## Task details
Leave out all pictures. Return exactly the lines from the top of the material through the line containing "# place one dot on each instance of the canal".

[Start of section]

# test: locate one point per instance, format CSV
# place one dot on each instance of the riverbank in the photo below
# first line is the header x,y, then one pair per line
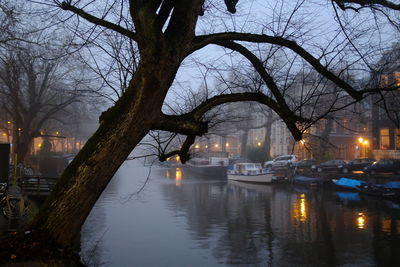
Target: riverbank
x,y
31,248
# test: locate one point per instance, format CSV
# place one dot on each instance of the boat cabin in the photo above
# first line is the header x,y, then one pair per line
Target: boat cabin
x,y
247,168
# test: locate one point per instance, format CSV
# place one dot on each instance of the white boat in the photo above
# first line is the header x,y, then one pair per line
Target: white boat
x,y
251,173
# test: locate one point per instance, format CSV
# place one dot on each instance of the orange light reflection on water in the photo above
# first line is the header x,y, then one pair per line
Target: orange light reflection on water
x,y
300,208
178,177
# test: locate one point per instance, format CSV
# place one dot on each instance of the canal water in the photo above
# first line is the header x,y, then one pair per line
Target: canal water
x,y
191,221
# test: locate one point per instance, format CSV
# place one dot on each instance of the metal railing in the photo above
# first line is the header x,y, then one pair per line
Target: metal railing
x,y
37,185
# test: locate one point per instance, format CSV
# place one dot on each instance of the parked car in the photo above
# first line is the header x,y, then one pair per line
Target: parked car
x,y
304,164
329,166
384,165
281,161
356,165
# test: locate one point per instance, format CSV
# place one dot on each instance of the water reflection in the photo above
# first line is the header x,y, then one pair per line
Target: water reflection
x,y
300,208
189,221
361,221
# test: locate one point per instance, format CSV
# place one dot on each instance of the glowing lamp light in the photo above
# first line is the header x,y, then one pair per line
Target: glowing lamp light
x,y
361,221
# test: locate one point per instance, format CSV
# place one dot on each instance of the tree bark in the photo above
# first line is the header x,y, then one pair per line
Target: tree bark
x,y
122,127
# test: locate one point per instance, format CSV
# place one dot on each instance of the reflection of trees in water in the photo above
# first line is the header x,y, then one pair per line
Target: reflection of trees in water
x,y
261,226
94,229
241,219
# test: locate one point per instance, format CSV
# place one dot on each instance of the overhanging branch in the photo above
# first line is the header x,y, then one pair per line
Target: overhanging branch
x,y
204,40
97,21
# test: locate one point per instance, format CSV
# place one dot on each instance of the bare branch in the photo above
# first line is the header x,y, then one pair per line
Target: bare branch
x,y
98,21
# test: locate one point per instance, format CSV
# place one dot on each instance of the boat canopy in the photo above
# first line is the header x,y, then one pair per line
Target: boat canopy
x,y
347,182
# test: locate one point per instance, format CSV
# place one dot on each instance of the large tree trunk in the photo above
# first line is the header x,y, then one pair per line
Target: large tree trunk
x,y
121,129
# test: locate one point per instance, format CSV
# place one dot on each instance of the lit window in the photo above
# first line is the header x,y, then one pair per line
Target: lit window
x,y
384,138
384,80
397,78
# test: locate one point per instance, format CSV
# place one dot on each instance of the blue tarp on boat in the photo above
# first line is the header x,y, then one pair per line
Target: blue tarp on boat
x,y
299,179
392,185
349,183
353,196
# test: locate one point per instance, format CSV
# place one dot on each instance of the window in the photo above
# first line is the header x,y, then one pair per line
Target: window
x,y
384,80
333,127
346,126
384,138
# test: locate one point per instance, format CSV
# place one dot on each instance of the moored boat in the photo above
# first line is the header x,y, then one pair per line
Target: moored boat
x,y
304,180
377,190
348,183
250,173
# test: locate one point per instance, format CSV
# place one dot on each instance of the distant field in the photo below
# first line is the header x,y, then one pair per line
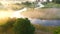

[End of section]

## Solution below
# test: locate one point per instance, format CSV
# place one dot on each instance of the riverbank in the photo below
# first line is the header x,y, then one pair per line
Target: riverbank
x,y
31,248
# test: locate one point per instance, format CSV
# place one dot on each instance of the boat cabin in the photo above
# first line is the header x,y, then one pair per line
Target: boat cabin
x,y
247,168
# test: locate one point per instance, format CSV
# place one dot on each instance of the white boat in the photo above
# first line is the header x,y, then one pair per line
Target: white boat
x,y
251,173
# test: locate one point per instance, format CSV
# place one dot on each instance of the orange light reflection on water in the photo above
# first line is the header x,y, then one pair per line
Target: orange light reflection on water
x,y
300,208
178,177
# test: locate one point per instance, format CSV
# place one dot on each instance of the canal water in the photo above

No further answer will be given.